_REQUIRED TASKS_:
(a) Which two methods of point estimation does the point estimation passage say it will consider?
(b) Duplicate the point estimation passage word for word, starting at the words containing "Notice that a" and ending at "of $\theta$ itself.".

# Point Estimation

Let $X_{1}..X_{n}$ be a random sample from a distribution with cdf $F\left(\left.\cdot\right|\theta\right)$ where $\theta\in\Theta$ is unknown.

A point estimator is any function $\omega\left(X_{1}..X_{n}\right)$.

Notice that a point estimator is a statistic. This does mean that it too is a random variable: For different random samples, we will obtain different point estimators.

We call the realized value of an estimator (i.e., the value of the statistic applied to the realized values of a random sample) as an estimate.

Clearly, a good estimator will be close to $\theta$ in some probabilistic sense. Finally, an estimator cannot use the true value of $\theta$ itself.

We consider two methods for point estimation: The method of moments and maximum likelihood.

# Method of Moments

## Example: Bernoulli

We start with an example. Suppose $X_{i}\sim Ber\left(p\right)$, where $p\in\left[0,1\right]$ is unknown.

The method of moments operates by equaling sample moments to population moments. To estimate $p$, we might equal the sample moment $\overline{x}$ with the population moment $E\left(X\right)=p$. In this case, we obtain the method of moments estimator, $\widehat{\theta}_{MM}=\widehat{p}_{MM}$ (we use $\widehat{}$s to refer to estimators) by writing the moment equation $E\left(X\right)=p$ by replacing the moment $E\left(X\right)$ by its sample analogue $\overline{x}$, and replacing parameter $p$ by the estimator $\widehat{p}_{MM}$ to obtain $\overline{x}=\widehat{p}_{MM}$.

In other words, the method of moments estimate for $p$ is the proportion of observed 1s ($\overline{x}$) in the sample. Sometimes, the parameter of interest does not equal $E\left(X\right)$, in which case we would have to have solved the last equation w.r.t. $\widehat{p}_{MM}$.

_SUPPLIED INFORMATION_:
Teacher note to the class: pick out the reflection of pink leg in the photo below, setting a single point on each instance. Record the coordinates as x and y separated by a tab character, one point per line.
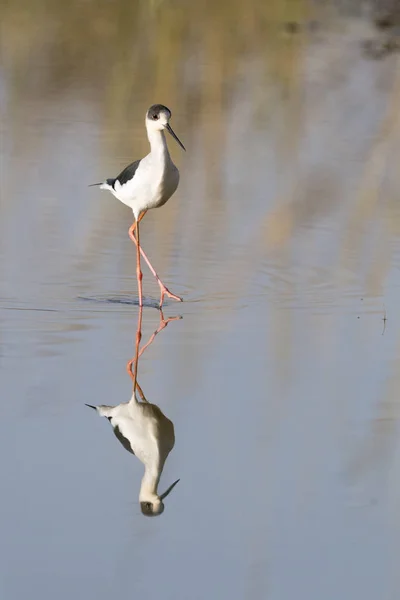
138	354
164	290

_ANSWERS FOR THE EXERCISE_:
(a) The method of moments and maximum likelihood.

(b)
Notice that a point estimator is a statistic. This does mean that it too is a random variable: For different random samples, we will obtain different point estimators.

We call the realized value of an estimator (i.e., the value of the statistic applied to the realized values of a random sample) as an estimate.

Clearly, a good estimator will be close to $\theta$ in some probabilistic sense. Finally, an estimator cannot use the true value of $\theta$ itself.